__TASK TO CARRY OUT__
Please show every line of the listing below that contains the string "ceiling", matching case exactly.
==========
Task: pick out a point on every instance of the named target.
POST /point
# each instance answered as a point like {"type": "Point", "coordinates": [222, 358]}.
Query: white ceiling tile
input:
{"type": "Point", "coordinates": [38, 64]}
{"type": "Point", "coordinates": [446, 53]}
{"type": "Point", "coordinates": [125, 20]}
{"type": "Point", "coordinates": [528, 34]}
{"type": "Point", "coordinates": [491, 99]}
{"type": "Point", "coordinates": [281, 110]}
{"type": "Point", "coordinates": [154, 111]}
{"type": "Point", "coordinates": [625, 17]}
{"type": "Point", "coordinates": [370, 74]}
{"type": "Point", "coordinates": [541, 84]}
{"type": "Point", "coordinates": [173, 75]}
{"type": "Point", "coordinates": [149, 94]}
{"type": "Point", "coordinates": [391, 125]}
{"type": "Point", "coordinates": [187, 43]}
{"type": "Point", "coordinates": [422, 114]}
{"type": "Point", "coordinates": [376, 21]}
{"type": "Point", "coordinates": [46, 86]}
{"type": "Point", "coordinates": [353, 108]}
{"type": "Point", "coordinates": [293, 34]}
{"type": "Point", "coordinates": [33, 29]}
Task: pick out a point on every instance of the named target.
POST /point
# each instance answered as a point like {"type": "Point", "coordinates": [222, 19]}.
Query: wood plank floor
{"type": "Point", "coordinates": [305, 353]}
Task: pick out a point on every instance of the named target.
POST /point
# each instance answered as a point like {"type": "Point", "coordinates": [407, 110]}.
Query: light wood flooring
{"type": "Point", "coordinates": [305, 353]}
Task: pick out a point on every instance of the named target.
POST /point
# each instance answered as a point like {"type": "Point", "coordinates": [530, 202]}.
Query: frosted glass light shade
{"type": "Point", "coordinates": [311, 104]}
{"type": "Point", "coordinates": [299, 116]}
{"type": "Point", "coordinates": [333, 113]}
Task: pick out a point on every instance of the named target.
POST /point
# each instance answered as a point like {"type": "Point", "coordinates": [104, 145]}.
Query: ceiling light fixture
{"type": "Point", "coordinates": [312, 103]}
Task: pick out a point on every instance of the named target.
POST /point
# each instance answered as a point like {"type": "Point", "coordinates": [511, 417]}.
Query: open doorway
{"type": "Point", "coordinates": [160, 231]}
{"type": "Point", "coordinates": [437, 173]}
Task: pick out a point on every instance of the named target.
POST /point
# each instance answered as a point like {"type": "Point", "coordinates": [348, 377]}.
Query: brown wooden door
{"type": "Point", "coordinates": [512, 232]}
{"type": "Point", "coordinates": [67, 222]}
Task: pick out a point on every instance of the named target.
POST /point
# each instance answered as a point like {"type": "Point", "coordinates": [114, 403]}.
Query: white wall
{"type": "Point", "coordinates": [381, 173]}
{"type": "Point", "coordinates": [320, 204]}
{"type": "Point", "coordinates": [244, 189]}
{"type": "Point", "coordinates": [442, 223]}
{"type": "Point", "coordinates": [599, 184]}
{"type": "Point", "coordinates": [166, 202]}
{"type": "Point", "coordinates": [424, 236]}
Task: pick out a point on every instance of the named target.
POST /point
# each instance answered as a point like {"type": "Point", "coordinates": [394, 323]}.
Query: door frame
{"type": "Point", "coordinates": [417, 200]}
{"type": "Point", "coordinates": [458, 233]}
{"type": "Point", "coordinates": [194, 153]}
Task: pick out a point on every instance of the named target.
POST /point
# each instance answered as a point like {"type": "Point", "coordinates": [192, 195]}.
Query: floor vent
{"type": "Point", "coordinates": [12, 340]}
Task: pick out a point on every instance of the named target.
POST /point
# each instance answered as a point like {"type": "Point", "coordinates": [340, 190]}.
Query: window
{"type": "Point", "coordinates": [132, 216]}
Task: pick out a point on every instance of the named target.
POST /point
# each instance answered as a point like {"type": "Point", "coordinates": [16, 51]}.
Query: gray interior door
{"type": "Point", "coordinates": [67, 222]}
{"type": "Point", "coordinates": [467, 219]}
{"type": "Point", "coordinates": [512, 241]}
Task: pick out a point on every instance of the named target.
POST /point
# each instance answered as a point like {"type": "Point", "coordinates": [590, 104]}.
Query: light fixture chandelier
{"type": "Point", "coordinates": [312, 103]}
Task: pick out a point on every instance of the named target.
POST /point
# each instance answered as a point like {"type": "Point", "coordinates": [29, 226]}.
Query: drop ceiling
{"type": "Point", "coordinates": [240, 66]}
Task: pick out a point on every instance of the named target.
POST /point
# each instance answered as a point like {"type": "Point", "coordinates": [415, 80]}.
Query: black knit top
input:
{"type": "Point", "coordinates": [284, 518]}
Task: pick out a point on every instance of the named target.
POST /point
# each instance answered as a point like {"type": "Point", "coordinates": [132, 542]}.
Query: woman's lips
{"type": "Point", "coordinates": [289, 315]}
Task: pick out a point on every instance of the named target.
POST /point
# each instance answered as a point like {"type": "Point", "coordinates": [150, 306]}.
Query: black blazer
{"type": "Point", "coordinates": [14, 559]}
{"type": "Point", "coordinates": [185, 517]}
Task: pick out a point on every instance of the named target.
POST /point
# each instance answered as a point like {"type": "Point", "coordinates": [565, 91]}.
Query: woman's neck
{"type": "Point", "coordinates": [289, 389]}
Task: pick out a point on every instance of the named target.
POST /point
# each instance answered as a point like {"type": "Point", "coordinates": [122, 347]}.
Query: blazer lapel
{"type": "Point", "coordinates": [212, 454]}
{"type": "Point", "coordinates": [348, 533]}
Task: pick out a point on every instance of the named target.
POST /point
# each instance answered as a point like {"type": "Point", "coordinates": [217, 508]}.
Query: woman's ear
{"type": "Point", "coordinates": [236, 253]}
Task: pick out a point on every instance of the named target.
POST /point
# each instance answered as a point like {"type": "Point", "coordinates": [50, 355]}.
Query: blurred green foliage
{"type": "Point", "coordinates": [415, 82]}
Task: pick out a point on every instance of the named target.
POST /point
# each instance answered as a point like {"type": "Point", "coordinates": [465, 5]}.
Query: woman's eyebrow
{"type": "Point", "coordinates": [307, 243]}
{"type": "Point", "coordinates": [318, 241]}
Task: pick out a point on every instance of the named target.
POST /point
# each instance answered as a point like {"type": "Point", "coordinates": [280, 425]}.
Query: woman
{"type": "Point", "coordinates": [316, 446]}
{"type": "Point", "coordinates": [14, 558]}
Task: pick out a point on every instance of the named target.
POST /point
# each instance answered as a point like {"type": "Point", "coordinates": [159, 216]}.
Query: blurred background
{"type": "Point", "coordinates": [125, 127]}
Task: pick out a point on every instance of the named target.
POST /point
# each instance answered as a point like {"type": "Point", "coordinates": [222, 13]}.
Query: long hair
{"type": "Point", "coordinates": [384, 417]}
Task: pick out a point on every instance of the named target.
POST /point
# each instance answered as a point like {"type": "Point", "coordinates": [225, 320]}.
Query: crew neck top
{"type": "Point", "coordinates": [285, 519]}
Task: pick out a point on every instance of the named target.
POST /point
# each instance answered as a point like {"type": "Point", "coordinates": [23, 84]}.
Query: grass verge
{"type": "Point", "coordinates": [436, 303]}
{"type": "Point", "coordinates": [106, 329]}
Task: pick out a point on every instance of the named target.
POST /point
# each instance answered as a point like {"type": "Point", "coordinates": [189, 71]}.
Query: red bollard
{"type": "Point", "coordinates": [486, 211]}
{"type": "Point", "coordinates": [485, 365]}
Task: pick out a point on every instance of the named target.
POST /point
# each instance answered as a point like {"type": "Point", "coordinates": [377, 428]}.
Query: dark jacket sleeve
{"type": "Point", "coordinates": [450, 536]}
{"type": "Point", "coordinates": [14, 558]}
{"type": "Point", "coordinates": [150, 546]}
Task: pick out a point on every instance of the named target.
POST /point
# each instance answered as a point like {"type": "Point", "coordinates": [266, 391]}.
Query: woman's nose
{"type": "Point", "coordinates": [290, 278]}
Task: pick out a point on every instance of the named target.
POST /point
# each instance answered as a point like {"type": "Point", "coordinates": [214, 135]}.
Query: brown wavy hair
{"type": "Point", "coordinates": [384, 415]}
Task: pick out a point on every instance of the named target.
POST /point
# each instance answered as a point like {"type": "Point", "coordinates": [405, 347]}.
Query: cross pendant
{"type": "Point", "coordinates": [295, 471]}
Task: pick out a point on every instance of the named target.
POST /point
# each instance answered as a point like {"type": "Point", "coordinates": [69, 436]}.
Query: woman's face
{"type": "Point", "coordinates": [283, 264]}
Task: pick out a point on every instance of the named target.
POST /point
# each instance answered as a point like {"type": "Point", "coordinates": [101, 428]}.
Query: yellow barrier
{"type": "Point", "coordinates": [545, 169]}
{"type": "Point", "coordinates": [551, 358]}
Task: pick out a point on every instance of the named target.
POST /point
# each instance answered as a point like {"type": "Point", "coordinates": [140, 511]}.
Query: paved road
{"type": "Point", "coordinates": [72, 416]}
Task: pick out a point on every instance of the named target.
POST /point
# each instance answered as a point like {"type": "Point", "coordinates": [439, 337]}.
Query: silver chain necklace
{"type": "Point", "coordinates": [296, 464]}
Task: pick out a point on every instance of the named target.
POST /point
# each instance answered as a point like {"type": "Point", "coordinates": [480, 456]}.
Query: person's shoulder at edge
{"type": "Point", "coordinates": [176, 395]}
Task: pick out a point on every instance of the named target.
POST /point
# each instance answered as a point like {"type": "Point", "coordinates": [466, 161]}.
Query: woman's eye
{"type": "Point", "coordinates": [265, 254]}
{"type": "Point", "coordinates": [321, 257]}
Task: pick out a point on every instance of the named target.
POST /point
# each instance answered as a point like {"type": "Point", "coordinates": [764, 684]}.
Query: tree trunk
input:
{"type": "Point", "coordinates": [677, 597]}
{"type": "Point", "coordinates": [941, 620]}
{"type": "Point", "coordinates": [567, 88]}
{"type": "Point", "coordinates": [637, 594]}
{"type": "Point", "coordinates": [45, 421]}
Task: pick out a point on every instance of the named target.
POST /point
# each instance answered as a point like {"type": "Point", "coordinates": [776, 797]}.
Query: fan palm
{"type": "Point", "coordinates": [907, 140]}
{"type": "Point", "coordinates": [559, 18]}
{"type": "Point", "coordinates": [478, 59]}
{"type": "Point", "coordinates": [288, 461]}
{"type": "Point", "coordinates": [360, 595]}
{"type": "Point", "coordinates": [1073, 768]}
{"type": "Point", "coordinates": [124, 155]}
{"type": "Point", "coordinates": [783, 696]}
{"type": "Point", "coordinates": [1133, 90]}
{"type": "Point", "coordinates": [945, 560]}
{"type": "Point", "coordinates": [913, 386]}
==========
__CORRECT OUTPUT__
Query: white ceiling tile
Query: ceiling light fixture
Query: drop ceiling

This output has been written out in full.